== Activity ==
Please retype, word for word, the line containing "front wheel with a point" and every line after it through the end of the records, leaving out all pictures.

== Data for processing ==
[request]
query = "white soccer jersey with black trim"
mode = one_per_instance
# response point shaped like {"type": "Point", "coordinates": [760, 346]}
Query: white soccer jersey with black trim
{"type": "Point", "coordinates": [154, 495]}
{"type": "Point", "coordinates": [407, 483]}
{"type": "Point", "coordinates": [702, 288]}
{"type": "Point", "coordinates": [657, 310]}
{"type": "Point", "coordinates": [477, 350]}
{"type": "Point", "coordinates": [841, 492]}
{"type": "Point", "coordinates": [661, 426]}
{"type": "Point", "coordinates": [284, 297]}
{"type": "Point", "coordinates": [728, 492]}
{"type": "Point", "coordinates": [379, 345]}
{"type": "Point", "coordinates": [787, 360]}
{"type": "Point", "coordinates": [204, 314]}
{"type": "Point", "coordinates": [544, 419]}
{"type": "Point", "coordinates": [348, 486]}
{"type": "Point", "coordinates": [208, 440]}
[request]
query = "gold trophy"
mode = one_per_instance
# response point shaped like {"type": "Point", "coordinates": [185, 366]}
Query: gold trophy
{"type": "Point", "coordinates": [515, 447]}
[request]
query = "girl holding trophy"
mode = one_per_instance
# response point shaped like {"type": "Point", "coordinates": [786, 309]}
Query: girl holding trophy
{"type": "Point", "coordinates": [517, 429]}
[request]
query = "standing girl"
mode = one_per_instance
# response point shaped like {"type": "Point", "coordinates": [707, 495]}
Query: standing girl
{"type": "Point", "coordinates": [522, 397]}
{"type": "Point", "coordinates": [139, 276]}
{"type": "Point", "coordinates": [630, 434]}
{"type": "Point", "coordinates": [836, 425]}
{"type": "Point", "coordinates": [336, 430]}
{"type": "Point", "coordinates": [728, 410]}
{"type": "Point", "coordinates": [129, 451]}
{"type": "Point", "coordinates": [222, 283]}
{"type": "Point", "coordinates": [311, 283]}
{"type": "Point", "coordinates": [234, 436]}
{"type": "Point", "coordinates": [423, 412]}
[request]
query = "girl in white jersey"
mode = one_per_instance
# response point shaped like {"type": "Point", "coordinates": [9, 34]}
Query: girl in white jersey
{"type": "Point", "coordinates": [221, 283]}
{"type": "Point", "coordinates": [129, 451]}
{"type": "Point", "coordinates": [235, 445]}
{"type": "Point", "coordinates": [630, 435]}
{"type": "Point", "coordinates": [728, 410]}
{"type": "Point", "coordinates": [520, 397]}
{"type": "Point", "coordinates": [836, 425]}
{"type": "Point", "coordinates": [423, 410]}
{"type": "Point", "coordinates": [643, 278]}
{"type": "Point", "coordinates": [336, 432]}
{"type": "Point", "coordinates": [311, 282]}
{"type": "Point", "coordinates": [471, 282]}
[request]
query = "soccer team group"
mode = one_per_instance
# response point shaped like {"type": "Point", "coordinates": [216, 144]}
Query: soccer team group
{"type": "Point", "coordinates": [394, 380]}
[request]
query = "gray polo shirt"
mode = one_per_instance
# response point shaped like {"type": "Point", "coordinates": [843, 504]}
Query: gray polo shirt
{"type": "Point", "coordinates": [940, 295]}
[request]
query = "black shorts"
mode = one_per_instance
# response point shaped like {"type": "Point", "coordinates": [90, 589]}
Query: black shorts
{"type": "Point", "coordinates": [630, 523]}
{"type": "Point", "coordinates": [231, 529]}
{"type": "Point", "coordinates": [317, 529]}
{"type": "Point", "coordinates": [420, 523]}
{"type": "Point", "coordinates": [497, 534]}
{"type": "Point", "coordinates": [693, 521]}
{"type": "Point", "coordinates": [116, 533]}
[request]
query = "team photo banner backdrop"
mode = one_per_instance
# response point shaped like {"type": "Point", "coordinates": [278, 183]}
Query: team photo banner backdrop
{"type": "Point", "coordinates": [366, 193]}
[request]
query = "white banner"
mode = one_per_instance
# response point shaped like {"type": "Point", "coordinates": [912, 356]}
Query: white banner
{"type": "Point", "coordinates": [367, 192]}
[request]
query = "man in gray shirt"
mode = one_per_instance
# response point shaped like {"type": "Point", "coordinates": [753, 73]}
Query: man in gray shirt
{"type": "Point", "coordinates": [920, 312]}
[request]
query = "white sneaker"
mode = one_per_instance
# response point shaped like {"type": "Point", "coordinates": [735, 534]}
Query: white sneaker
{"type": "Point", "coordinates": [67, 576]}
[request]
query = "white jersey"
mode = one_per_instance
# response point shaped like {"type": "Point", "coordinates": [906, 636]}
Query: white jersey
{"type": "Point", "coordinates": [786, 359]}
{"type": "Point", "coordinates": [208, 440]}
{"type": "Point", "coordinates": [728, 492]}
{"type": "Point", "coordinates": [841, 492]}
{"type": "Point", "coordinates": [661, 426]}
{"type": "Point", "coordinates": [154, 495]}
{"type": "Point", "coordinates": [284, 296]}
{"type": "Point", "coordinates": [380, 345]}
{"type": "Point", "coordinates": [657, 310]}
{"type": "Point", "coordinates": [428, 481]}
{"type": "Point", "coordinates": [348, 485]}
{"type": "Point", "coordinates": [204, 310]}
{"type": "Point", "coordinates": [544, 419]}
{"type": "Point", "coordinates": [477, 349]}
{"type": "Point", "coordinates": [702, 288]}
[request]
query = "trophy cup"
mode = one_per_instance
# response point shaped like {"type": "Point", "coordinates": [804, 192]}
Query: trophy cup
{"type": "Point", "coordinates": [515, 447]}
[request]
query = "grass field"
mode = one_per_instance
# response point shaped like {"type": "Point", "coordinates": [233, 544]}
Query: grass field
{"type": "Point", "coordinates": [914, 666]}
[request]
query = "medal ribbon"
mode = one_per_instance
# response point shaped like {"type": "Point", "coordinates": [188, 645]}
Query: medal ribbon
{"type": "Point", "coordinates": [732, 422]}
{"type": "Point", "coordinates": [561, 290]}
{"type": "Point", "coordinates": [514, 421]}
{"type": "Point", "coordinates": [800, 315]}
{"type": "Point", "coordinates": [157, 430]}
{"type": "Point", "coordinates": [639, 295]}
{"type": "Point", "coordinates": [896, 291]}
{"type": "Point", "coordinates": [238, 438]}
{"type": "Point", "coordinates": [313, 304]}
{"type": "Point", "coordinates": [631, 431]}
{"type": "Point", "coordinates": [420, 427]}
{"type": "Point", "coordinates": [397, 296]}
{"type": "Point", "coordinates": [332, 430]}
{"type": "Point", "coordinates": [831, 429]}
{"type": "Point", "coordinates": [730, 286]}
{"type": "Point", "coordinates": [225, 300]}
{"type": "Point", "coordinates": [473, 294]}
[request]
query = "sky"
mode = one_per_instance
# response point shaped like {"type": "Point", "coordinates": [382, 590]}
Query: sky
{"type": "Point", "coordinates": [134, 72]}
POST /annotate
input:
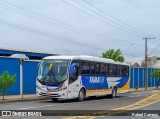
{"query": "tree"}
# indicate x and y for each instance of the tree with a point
(114, 55)
(6, 81)
(156, 74)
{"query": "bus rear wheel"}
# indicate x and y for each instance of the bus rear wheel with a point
(54, 99)
(114, 92)
(81, 95)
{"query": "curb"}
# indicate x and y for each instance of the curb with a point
(24, 99)
(143, 90)
(43, 98)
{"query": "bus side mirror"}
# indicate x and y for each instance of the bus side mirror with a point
(73, 70)
(38, 66)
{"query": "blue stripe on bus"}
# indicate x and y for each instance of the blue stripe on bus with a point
(101, 82)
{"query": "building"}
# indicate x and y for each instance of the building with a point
(19, 53)
(152, 62)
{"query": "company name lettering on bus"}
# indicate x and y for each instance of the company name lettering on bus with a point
(96, 79)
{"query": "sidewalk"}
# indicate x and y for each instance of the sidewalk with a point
(32, 97)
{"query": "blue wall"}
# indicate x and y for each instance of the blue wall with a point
(137, 77)
(30, 69)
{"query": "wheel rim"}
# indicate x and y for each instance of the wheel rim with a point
(81, 94)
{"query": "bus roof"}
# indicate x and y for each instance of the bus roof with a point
(86, 57)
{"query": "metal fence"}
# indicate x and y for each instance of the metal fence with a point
(30, 69)
(137, 78)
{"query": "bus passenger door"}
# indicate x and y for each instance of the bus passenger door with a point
(74, 83)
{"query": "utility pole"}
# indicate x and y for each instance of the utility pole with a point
(146, 66)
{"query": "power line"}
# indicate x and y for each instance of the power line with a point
(42, 33)
(117, 20)
(114, 22)
(29, 13)
(102, 20)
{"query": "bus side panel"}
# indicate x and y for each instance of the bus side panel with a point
(124, 88)
(95, 85)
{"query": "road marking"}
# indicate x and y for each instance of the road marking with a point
(145, 102)
(35, 107)
(80, 117)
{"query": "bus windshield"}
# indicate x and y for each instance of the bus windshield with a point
(53, 71)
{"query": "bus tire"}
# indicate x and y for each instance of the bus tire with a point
(81, 95)
(54, 99)
(114, 92)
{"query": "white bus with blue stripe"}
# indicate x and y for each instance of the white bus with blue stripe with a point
(69, 77)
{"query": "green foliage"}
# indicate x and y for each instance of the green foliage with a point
(114, 55)
(6, 81)
(156, 74)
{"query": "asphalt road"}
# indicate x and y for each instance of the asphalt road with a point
(97, 103)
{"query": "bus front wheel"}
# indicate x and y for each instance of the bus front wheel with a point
(81, 95)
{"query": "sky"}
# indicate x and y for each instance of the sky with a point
(81, 27)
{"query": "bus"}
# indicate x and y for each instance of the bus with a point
(69, 77)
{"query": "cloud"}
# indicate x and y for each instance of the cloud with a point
(92, 35)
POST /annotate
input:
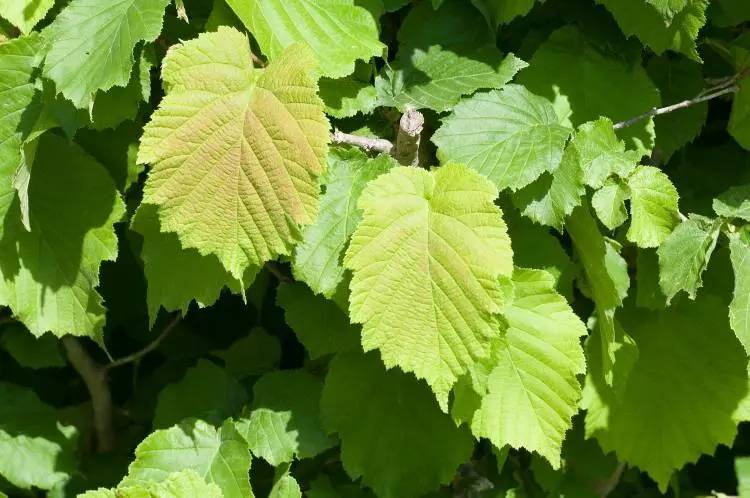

== Output of the task ==
# indicate x and y for each instance of the bus front wheel with a point
(81, 95)
{"query": "sky"}
# indicate x and y for each instance of the sky with a point
(81, 27)
{"query": "bus"}
# indicate x and y for each instance of the bus with a point
(69, 77)
{"query": "cloud"}
# indicate x and y for each instance of the cloud with a point
(92, 35)
POST /annotate
input:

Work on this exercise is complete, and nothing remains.